Stored records:

————————

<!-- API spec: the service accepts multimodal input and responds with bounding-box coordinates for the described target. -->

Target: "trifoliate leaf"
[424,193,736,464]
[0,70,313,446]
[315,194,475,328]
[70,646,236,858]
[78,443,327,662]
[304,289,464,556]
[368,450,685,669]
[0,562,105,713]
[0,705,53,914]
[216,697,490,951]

————————

• Task objective:
Retype all of the entries shown above, exactly.

• Your response:
<!-- API spec: the service accepts multimodal input and responds with bounding-box coordinates for the described target. -->

Target: "trifoliate leaf"
[424,193,736,464]
[0,70,313,446]
[315,194,475,328]
[70,646,236,858]
[78,443,327,662]
[304,289,464,556]
[368,450,685,669]
[0,562,105,713]
[0,705,53,914]
[216,697,490,951]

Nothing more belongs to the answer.